> What you need to do
(1) Summarize the trading review in two sentences.
(2) Reproduce the trading review word for word, everything from "Let’s quickly look" down to "while doing it.".

-- Text start --

EUR/NZD provided a script entry, however it was below the weekly stack so I didn’t take it. That’s interesting data point, those are rare, so I’m highlighting it for future references. I want to collect more data on those trades. It fits my plan everywhere except for that.

USD/JPY also provided an entry. After a clear double / triple top – I’d have been happy to take it, however to have a weekly stack I’d have needed to use two weekly candles rather than just one. Which is my rule. However, I’ve seen those trade set-ups play out quite a few times. So I’m highlighting this trade to compare it to previous trades that did the exact same. I want to see if the average return is positive

How well did I execute my trading plan? Is there anything I should look into?

Okay now that I’ve mentioned every trade that I could see that worked with my daily zones was there any trades that I should’ve executed?

The answer is no, I executed the 4 trades that presented themselves to me and that fit every single criteria of my trading plan.

However, there were two trades that I didn’t execute because I wasn’t the biggest fan of their weekly stacks.

(Yes that’s my sclaping set-up)

Now I know I want to go back and check previous occasions where the weekly stack required two candles instead of one AND if it’s okay to take trade entries that are just outside the weekly zone?

Time to look back in my data set

Not going to share the results about that analysis to keep my trading plan more or less “private”even tho I’m sure you can reverse engineer it if you spend enough time here.

Sorry 🙂

Now once that is done I try to understand why the market offered so many potential entries? The reason – price had finally been pushed to areas of supply / demand since institutions removed their hedges to cover their asses during the US election.

That was my ASR for the 4 hour strategy. I’ve been using it a lot longer than my script so it’s normal I take less lessons out from it than my script trading.

A shorter version of my ASR for my scalping

Let’s quickly look into my scalping, I promise it’ll be quicker since I won’t go into as much detail. I want to mention it because I discovered something important while doing it.

The fact that last week was the worse week in terms of result of my scalping strategy over the last few months definitely made it interesting.

-- Text end --
-- Extracted data start --

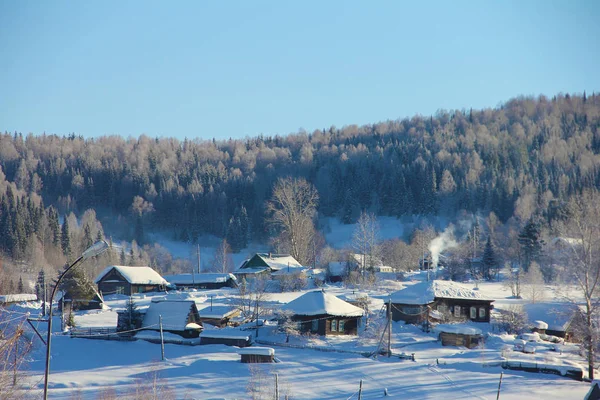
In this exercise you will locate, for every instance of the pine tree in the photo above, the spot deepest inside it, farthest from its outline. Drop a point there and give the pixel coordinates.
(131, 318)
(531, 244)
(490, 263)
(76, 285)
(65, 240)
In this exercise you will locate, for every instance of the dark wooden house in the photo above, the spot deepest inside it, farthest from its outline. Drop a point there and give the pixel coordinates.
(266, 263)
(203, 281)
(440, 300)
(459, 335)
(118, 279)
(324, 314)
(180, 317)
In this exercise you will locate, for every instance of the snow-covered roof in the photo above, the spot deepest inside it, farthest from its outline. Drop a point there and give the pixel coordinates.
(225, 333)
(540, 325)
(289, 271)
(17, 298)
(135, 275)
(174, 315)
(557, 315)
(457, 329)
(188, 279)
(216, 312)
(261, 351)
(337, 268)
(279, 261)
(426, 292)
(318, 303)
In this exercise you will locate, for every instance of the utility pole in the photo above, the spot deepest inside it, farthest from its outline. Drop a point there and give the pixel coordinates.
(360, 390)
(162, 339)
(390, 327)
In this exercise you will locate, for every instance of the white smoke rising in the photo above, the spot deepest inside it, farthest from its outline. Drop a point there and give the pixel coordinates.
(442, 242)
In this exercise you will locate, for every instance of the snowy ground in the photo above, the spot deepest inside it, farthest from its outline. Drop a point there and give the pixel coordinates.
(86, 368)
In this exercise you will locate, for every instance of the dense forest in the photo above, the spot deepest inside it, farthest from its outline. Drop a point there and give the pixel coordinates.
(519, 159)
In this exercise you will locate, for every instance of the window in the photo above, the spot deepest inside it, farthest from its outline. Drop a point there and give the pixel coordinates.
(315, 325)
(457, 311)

-- Extracted data end --
-- Extracted data start --

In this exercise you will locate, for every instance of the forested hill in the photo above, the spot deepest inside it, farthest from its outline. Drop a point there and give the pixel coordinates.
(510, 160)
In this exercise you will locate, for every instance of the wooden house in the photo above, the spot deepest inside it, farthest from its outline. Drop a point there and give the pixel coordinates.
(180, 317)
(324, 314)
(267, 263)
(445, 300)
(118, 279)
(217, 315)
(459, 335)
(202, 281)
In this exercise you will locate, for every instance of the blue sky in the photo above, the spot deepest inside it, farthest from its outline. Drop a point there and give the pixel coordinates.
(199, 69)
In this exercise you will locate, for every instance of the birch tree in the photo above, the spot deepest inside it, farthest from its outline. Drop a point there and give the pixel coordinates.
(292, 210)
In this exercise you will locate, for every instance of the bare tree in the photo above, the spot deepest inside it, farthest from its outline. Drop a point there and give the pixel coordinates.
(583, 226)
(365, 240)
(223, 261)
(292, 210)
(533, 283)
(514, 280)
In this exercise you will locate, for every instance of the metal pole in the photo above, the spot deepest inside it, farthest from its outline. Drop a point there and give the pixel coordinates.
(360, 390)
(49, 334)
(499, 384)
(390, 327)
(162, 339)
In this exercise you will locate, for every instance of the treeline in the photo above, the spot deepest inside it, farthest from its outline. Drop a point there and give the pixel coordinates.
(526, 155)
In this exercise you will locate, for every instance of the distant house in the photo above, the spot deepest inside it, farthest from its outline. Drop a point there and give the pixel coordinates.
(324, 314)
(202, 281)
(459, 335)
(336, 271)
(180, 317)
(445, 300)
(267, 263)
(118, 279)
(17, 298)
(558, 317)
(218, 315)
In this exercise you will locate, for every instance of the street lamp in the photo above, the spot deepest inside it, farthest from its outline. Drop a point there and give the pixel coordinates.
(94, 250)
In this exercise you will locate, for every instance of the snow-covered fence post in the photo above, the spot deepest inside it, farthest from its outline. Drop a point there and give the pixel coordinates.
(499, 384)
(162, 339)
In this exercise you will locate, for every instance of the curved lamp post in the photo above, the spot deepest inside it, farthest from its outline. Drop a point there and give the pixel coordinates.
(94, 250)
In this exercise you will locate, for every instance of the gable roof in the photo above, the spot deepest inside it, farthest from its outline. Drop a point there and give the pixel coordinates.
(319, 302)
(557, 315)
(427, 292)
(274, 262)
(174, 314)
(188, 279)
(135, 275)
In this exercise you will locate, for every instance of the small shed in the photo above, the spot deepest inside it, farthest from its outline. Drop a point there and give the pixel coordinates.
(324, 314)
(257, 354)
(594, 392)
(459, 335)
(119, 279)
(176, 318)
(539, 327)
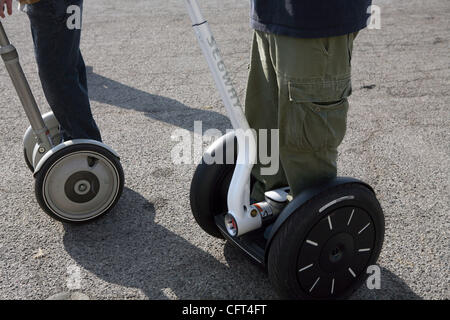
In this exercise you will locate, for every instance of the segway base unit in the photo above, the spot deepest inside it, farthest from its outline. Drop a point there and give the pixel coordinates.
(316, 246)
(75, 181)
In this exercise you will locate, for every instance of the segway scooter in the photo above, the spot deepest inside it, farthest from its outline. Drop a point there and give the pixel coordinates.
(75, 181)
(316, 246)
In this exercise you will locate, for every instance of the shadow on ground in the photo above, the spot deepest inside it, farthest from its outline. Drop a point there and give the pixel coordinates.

-- Extracted data end --

> The replies
(1) The writer reviews a week of trading and reports executing the four trades that fit every criterion of the plan. EUR/NZD and USD/JPY entries were skipped because of their weekly stacks, and the writer attributes the many entries to price reaching supply and demand areas once institutions removed hedges placed during the US election, then turns briefly to a scalping strategy that had its worst week in months.

(2)
Let’s quickly look into my scalping, I promise it’ll be quicker since I won’t go into as much detail. I want to mention it because I discovered something important while doing it.